Copy out everything from the line containing "Question. Identify every instance of the soccer" down to the end of the rows, adding 88 to each coordinate in the answers and leaving every other line as it is.

* START Supplied data *

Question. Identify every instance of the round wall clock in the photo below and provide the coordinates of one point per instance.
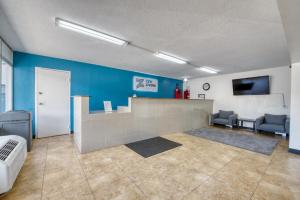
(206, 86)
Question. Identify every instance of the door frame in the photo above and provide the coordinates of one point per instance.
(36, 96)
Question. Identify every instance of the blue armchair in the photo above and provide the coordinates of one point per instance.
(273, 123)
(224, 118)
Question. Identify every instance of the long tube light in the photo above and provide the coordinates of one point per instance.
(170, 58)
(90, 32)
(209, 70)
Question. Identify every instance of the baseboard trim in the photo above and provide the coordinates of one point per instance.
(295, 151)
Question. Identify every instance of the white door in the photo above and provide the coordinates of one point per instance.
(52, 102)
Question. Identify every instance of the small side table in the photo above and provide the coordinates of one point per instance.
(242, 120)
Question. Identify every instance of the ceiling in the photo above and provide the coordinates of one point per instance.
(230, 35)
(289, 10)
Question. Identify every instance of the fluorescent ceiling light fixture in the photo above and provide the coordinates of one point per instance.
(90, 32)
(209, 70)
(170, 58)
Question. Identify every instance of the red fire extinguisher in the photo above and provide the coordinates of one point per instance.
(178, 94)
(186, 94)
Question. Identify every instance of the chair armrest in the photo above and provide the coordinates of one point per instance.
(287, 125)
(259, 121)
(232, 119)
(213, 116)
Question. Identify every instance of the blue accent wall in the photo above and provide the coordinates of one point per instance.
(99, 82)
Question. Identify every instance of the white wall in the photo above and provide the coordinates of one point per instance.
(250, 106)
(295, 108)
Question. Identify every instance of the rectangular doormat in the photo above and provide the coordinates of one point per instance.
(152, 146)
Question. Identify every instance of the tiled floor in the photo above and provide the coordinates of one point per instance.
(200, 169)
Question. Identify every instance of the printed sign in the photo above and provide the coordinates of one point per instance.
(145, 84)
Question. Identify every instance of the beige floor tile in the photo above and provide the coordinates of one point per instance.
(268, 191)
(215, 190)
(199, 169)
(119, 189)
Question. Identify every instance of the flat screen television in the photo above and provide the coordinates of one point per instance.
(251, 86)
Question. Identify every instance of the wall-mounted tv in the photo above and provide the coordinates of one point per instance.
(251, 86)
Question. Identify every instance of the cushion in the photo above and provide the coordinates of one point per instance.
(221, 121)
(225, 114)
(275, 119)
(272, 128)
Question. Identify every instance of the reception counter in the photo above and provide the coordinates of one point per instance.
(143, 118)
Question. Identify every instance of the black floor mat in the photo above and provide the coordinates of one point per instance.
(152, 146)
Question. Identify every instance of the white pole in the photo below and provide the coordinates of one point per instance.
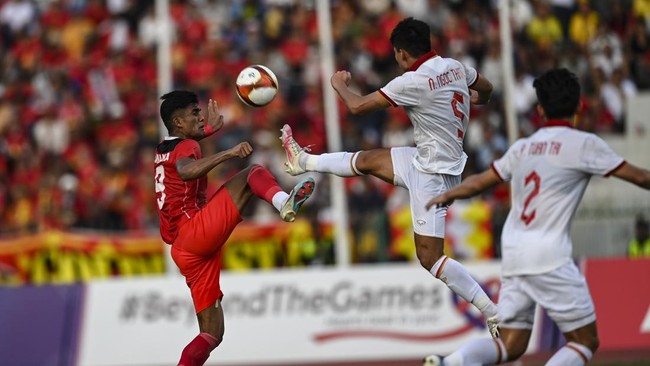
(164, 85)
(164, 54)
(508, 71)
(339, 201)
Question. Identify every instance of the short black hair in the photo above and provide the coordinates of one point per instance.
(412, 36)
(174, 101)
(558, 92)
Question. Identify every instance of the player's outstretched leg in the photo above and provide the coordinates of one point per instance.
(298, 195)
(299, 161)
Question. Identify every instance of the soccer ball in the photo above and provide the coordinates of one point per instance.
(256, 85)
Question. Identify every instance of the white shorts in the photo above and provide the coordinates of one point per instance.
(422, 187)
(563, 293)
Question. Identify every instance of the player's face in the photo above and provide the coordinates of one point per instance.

* END Supplied data *

Result of the exercise =
Question. Identify every instance of the soccer ball in the photo above and provide the coordinates of one point per instance.
(344, 173)
Question. Identify every instance of the white shorts in the photo above and provide the coordinates of one point per instance.
(510, 275)
(651, 381)
Question. Identify every instance of the player's face in the photo above and provide the coordinates of one point per instance.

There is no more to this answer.